== Source excerpt ==
Friday, September 05, 2014

Fed Says Growth Lifts the Affluent, Leaving Behind Everyone Else - NYTimes.com

Fed Says Growth Lifts the Affluent, Leaving Behind Everyone Else - NYTimes.com

"Economic
growth since the Great Recession has improved the fortunes of the most
affluent Americans even as the incomes and wealth of most American
families continues to decline, the Federal Reserve said Thursday.

For
the most affluent 10 percent of American families, average incomes rose
by 10 percent from 2010 to 2013. For the rest of the population,
average incomes were flat or falling.
The
least affluent families had the largest declines. Average incomes
dropped by 8 percent for the bottom 20 percent of families, the Fed
reported in its triennial Survey of Consumer Finances, one of the most comprehensive sources of data on the financial health of American families.
The
new report, broadly consistent with other data on the aftermath of the
Great Recession, underscores why so many Americans think the economy
remains in poor health. While the pie has grown, most people are getting
smaller slices.
The
result is that wealth also is increasingly concentrated. While overall
wealth barely changed during the survey period, the money sloshed from
the bottom toward the top. For the top 10 percent of families, ranked by
income, estimated average wealth increased by 2 percent to $3.3
million. For the bottom 20 percent of families, average wealth sharply
declined by 21 percent to $65,000.
There
is growing evidence that inequality may be weighing on economic growth
by keeping money disproportionately in the hands of those who already
have so much they are less inclined to spend it.
President Obama last year described
income inequality as “the defining challenge of our time.” The Fed’s
chairwoman, Janet L. Yellen, said earlier this year it was “one of the
most important issues and one of the most disturbing trends facing the
nation.”
But
the trend so far has provoked little more than public outrage and
political debate, in part because there is no agreement about the
causes, let alone potential remedies. Some economists point to the
impact of mechanization and foreign competition. Others say that legal
changes have undermined the bargaining power of workers. Still others
think the economy is suffering from a drought of lucrative innovations.
===
> Written problem 1:
Decide whether each statement agrees with the article on the Fed's income report. Answer yes or no for each, and quote the words from the article that settle it.
(a) The most affluent 10 percent of families saw average incomes rise by 10 percent from 2010 to 2013.
(b) Average wealth for the bottom 20 percent of families went up.
(c) Economists agree on what causes the trend.
The article and the rows that come after it have nothing to do with each other.
== Record set ==
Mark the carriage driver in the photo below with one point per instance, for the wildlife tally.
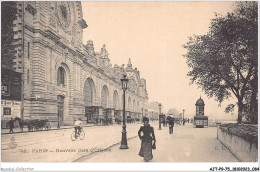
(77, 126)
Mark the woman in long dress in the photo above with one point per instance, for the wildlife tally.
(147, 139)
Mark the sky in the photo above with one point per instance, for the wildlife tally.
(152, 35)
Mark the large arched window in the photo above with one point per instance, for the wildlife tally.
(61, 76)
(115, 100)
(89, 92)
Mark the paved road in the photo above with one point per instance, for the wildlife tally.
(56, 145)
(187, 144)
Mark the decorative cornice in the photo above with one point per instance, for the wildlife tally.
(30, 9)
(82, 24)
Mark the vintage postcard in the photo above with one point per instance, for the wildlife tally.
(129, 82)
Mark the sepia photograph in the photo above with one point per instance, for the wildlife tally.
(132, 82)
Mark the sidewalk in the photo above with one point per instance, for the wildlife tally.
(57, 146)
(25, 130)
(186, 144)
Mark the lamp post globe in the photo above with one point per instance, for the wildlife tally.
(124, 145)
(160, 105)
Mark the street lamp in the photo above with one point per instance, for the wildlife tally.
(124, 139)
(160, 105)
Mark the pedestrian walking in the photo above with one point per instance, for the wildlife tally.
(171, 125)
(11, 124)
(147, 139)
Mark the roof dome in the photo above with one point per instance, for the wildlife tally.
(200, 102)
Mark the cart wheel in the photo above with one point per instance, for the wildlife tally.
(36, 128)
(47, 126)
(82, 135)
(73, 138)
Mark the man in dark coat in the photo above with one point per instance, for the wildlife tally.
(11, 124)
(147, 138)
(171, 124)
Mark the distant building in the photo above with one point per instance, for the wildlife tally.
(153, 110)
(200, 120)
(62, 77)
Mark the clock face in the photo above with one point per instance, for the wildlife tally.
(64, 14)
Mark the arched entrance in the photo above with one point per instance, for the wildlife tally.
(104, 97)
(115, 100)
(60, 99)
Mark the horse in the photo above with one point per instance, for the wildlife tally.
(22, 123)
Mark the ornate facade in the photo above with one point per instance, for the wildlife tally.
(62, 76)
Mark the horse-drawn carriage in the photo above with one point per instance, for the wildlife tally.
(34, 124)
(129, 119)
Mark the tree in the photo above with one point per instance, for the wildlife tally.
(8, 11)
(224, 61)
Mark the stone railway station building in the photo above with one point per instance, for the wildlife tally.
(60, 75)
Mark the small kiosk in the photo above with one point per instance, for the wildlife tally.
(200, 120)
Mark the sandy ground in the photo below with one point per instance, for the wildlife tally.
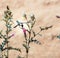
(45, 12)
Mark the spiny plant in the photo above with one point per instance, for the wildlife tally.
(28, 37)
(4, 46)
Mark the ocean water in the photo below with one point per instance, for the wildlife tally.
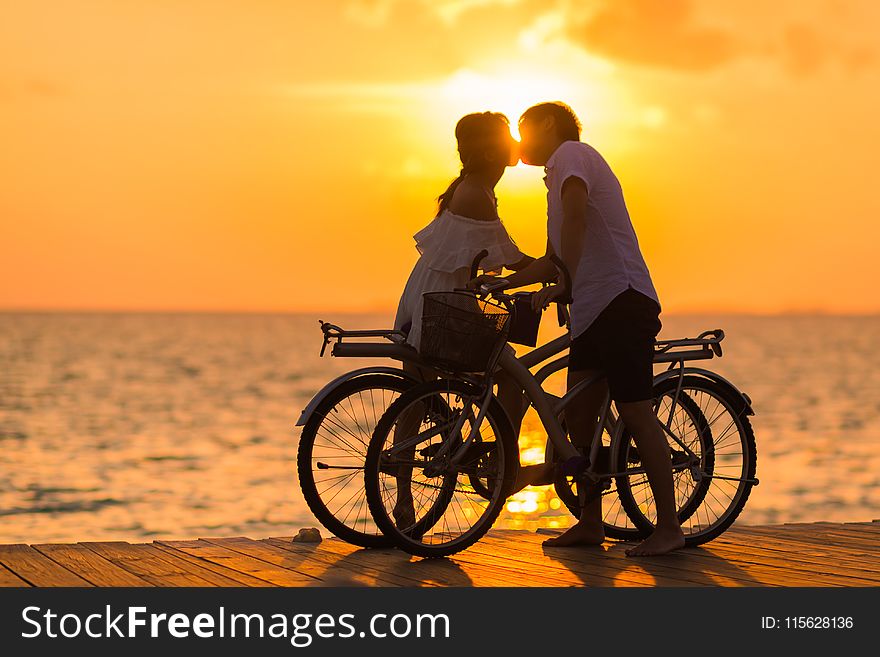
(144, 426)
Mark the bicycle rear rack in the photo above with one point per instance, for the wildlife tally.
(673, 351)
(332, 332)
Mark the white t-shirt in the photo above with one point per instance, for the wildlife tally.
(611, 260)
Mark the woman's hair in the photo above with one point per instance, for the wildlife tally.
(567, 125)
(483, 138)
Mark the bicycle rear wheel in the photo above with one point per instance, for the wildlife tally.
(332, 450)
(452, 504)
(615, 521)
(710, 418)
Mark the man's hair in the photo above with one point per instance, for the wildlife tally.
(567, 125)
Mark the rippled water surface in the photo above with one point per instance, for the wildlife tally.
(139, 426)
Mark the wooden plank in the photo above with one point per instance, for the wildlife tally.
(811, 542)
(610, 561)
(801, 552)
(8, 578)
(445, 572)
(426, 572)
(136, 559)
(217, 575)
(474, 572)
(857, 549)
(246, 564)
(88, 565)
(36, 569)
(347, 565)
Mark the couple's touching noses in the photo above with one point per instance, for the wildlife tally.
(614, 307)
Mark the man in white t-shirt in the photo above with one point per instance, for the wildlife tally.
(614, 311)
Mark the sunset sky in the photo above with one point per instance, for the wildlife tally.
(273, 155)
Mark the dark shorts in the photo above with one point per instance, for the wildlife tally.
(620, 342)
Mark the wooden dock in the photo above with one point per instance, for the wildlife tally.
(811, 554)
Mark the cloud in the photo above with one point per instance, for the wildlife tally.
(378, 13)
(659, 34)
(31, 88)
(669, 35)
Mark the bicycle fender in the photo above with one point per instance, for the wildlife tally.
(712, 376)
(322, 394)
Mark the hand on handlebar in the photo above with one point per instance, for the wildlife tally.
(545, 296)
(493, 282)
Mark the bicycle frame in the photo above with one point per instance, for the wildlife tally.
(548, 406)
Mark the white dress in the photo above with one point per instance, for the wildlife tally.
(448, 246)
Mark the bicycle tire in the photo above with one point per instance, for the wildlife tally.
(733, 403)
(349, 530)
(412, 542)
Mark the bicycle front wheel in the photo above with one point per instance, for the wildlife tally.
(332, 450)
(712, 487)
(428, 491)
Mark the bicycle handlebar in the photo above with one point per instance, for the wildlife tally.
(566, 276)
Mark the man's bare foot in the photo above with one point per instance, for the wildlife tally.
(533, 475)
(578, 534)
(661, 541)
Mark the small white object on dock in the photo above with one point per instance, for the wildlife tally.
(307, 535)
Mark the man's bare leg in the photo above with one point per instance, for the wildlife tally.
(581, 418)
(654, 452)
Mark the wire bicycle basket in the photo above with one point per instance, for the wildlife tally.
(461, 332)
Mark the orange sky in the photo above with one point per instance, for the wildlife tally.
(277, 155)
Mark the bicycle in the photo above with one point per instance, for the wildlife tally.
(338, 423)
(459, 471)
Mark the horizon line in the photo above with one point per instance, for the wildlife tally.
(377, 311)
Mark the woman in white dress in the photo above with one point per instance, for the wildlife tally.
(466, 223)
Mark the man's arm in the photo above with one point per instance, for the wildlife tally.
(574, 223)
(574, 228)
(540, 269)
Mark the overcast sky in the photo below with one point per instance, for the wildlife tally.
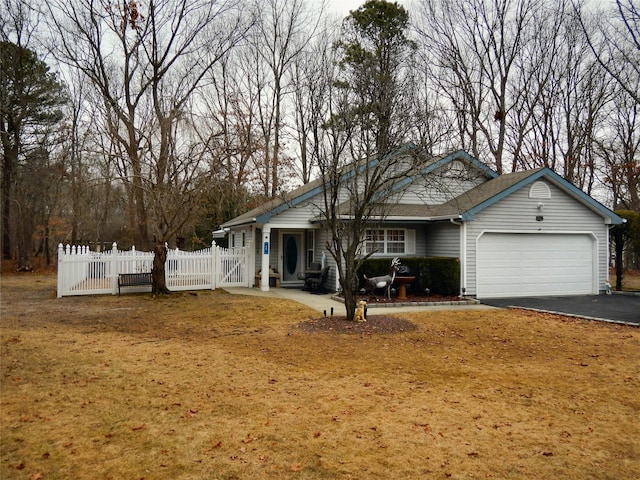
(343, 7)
===
== Record set ==
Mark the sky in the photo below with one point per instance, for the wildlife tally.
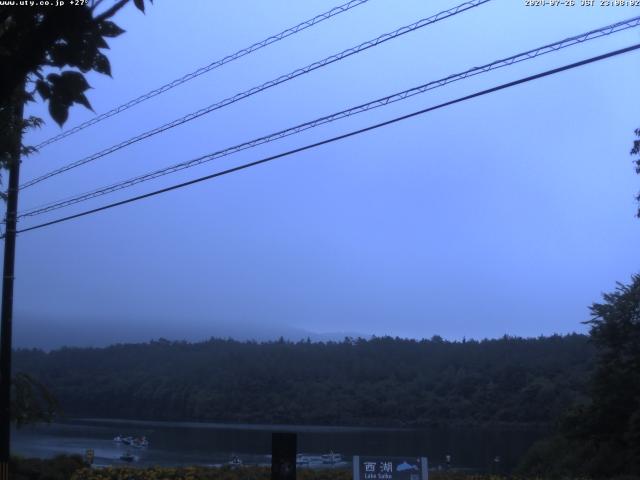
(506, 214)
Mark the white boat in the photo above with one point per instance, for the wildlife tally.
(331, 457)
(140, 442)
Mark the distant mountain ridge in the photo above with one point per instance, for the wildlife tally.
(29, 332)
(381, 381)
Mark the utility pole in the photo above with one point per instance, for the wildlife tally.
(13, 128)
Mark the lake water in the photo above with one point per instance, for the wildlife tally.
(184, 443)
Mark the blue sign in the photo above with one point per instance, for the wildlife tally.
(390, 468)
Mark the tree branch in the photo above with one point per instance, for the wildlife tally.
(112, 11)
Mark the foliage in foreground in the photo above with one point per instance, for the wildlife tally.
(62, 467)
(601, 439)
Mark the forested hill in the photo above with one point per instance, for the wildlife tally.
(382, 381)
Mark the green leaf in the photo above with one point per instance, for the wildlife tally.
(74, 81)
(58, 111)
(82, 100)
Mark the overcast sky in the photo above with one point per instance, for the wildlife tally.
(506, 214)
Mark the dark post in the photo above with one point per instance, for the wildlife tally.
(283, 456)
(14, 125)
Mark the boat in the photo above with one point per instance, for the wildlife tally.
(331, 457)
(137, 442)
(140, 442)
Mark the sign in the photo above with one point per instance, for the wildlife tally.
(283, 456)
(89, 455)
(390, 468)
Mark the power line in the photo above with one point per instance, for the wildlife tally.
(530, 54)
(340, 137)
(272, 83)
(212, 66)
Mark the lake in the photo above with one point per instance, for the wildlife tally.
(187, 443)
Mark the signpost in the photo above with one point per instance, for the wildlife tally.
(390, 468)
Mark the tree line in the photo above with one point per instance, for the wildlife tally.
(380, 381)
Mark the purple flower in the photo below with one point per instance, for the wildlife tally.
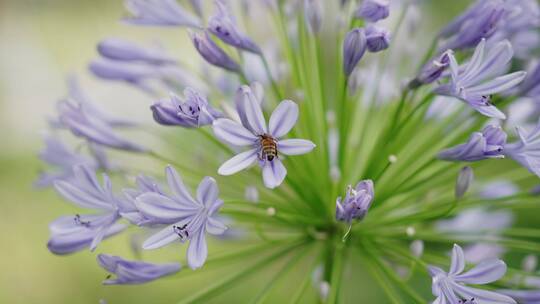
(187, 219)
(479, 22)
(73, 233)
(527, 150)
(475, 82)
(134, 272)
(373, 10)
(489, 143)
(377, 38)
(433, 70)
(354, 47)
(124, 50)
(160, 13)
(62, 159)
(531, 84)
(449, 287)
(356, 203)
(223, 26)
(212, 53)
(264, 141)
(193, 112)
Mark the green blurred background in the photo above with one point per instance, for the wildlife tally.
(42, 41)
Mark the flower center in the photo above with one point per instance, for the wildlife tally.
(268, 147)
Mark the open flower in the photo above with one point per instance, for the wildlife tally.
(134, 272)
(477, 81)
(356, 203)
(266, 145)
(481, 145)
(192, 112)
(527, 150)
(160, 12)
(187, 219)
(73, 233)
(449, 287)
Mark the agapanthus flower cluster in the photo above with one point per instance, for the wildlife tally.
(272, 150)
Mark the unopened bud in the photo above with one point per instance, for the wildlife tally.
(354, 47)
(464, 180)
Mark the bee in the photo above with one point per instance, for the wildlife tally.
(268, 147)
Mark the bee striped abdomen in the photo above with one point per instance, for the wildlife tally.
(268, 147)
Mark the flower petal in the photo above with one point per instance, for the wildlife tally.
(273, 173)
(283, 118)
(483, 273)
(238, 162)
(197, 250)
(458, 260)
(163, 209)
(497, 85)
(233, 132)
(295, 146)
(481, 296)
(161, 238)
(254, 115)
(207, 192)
===
> Written problem 2: Locate every row that contains the string "wooden", and copy each of those rows. Case counts.

> Full answer 1:
(a) Yes: "average incomes rose by 10 percent from 2010 to 2013"
(b) No: "average wealth sharply declined by 21 percent to $65,000"
(c) No: "there is no agreement about the causes"

> Full answer 2:
Mark the wooden plank in the photo above with one point per instance, for the wildlife tally.
Mark the wooden dock in the photo above with one point per instance, for the wildlife tally.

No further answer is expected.